↓

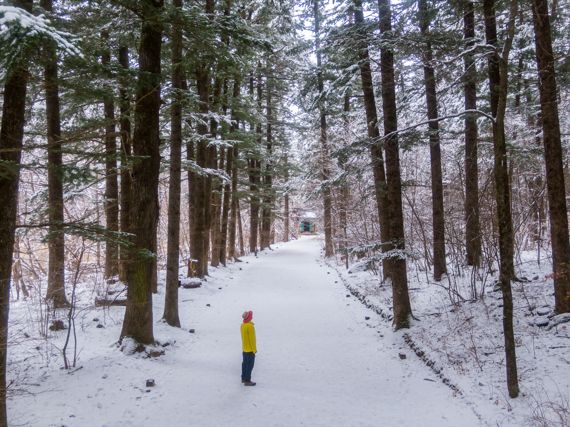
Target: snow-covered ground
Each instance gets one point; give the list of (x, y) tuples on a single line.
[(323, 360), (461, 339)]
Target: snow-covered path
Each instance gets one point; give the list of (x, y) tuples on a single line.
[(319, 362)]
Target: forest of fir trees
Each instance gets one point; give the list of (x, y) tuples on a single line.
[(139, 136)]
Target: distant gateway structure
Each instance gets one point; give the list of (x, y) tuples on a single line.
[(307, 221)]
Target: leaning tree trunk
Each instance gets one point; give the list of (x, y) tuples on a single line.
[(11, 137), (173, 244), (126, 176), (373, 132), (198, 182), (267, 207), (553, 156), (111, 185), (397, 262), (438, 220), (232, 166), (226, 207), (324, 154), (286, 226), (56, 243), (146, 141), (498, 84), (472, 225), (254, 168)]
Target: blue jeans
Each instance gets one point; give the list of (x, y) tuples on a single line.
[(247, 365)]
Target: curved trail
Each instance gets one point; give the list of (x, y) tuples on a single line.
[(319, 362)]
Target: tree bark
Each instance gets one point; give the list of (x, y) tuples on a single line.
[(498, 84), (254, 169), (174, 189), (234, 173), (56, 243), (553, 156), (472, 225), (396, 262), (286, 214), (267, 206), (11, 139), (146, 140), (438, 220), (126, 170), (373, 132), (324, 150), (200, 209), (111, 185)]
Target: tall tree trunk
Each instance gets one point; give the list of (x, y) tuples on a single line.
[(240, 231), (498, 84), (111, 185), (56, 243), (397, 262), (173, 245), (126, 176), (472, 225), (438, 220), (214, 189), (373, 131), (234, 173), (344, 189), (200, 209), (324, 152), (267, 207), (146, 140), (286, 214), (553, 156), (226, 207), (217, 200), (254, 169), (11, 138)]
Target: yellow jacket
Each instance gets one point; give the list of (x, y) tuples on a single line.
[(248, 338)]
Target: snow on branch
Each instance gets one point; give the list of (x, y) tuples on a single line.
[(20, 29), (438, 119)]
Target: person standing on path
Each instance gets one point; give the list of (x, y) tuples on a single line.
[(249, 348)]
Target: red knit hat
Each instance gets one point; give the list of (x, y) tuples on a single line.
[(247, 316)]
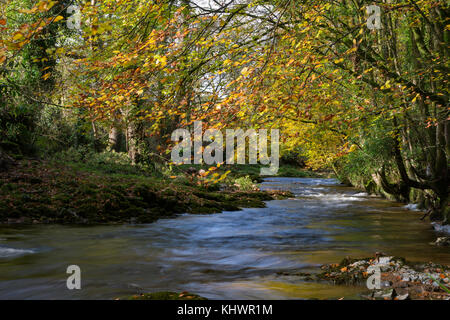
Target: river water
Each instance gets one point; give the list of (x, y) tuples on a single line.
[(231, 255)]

↑
↓

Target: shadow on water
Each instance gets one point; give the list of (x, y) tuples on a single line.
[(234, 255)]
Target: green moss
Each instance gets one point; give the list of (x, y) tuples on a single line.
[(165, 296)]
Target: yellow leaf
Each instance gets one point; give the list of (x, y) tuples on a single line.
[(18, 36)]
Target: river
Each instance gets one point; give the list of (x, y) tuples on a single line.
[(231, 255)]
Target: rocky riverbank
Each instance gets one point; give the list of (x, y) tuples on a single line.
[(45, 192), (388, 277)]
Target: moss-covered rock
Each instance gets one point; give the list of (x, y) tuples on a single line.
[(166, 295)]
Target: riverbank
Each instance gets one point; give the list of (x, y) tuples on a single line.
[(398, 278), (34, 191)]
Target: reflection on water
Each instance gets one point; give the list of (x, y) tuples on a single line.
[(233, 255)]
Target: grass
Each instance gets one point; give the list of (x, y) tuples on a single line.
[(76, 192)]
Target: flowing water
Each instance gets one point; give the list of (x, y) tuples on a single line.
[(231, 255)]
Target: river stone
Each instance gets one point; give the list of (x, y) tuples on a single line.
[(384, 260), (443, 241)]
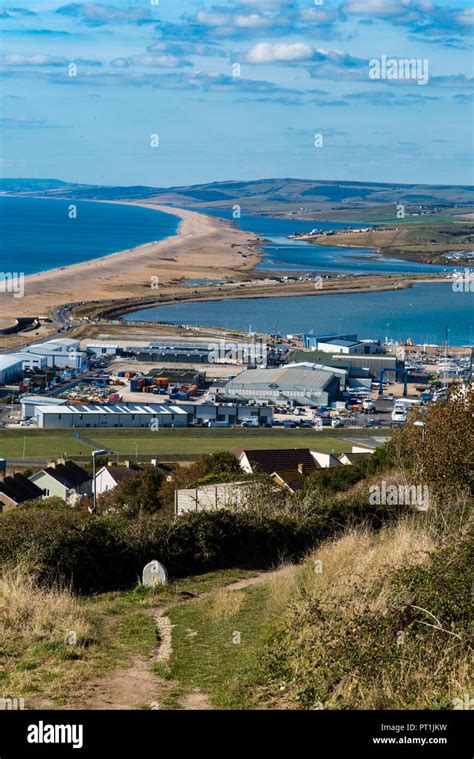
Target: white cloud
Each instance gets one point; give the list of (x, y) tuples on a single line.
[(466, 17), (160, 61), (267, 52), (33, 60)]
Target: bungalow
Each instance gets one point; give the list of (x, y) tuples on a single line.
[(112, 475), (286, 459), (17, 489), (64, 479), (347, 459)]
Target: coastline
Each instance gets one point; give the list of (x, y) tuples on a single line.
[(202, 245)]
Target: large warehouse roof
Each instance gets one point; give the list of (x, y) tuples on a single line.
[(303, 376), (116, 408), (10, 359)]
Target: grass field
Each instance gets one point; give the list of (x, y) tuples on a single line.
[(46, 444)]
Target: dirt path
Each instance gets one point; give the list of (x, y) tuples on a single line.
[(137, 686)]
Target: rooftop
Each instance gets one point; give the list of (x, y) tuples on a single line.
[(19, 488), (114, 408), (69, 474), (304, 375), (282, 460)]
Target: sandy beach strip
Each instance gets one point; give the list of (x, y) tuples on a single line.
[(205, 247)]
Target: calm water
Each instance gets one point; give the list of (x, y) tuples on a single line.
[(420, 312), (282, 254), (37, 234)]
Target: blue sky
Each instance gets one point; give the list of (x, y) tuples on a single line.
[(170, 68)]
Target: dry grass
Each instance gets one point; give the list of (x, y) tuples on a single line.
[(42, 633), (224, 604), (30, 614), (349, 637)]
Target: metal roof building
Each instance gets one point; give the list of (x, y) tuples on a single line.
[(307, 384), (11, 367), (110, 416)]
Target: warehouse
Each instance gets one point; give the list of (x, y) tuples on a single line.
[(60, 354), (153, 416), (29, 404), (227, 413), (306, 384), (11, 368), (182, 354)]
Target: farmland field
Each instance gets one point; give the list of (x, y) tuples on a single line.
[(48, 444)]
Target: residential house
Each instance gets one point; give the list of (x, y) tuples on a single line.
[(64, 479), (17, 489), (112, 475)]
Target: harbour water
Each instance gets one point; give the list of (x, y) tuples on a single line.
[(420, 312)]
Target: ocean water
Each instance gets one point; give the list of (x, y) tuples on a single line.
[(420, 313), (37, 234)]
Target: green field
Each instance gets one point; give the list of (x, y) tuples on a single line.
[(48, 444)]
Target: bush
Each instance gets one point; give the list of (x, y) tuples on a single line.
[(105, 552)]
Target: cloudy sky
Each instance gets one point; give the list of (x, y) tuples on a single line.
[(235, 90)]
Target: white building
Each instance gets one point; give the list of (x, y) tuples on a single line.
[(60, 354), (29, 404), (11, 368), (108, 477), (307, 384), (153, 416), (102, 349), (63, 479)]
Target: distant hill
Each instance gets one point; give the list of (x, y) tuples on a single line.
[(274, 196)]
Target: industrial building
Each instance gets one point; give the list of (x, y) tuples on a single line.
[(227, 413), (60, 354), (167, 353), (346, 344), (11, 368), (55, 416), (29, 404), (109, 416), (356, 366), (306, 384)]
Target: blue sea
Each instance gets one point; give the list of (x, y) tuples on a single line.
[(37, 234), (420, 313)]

↑
↓

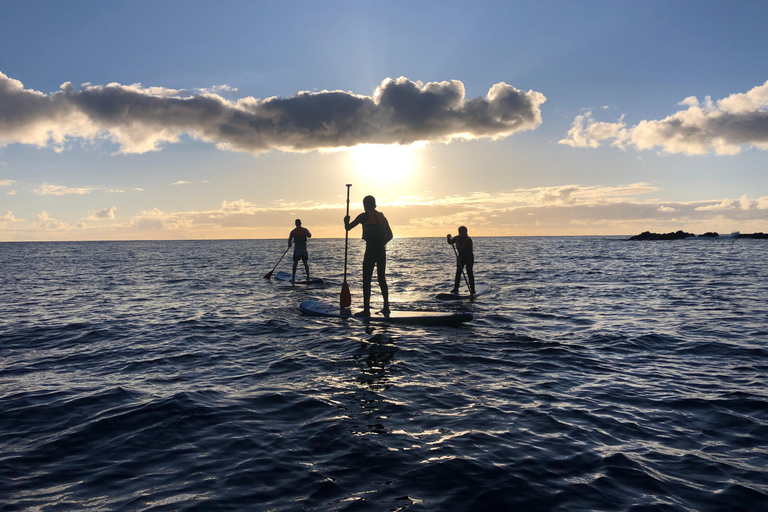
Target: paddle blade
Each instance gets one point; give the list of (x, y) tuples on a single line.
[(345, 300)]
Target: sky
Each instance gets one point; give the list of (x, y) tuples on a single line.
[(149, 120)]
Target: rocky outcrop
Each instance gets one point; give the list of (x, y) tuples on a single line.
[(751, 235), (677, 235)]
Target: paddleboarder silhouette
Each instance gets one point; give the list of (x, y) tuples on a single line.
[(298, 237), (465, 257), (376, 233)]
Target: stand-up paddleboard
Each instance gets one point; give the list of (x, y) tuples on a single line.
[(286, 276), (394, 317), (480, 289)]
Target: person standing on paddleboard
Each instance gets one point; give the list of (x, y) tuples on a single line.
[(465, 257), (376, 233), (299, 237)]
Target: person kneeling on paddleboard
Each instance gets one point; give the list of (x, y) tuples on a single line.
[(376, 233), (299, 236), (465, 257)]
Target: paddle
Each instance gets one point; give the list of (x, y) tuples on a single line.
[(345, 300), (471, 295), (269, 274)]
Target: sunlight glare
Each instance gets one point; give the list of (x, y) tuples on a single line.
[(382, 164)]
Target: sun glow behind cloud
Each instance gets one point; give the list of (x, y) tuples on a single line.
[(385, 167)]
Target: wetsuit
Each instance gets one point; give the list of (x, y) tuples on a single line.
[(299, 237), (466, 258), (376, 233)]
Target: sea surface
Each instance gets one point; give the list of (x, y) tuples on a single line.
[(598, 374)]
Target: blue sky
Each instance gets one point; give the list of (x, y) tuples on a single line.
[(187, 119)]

↑

Work item: Write out exactly the lines above from the line with "Target: calm water" through the line with "Target: industrial building", both of them included, and leave out all other lines.

Reply to the exercise:
Target: calm water
Each instance gets one point; give the list of (x, y) tuples on a single line.
[(420, 312), (282, 254), (37, 234)]
Target: blue sky
Each instance gets one point; give the list of (x, y) tuples on a single line.
[(170, 68)]
Target: dry grass
Each instance gets one point; give the list of (x, y) tuples on a single line.
[(42, 633), (224, 604), (30, 614), (349, 637)]
Target: metal roof building
Each instance gets one point; give the list of (x, y) tuples on a single line.
[(307, 384), (11, 367), (110, 416)]
Target: warehouse
Each instance gets one point; give the list of (x, y) tuples on a single line.
[(60, 354), (153, 416), (29, 404), (227, 413), (306, 384), (11, 368), (182, 354)]
Target: farmland field
Each instance gets one point; give the list of (x, y) tuples on a single line.
[(48, 444)]
Target: residential house
Each instance gets one point; give the list of (x, y) tuples on a single line.
[(64, 479), (17, 489), (112, 475)]
Target: harbour water
Each instance gets one point; give the list of (x, y) tuples on a single line.
[(420, 312)]
Target: ocean water
Each instance gets one point; give the list of (x, y) tuples on a single line.
[(420, 313), (37, 234)]
Target: green field
Each instance gets one point; give the list of (x, y) tuples on a single line.
[(48, 444)]
Target: bush
Each instance gets one point; give the list of (x, y) tuples on a single line.
[(105, 552)]
Target: cloudy sky
Each instance gets one point; give the list of (x, y) tuples on a single line.
[(235, 90)]
Target: white building
Each instance gets one point; give the list of (x, y) tuples on a single line.
[(60, 354), (29, 404), (11, 368), (108, 477), (307, 384), (153, 416), (102, 349), (63, 479)]
Target: distant hill
Each instance gets one point; give the list of (x, y) tuples on a single line.
[(274, 196)]
Target: industrial building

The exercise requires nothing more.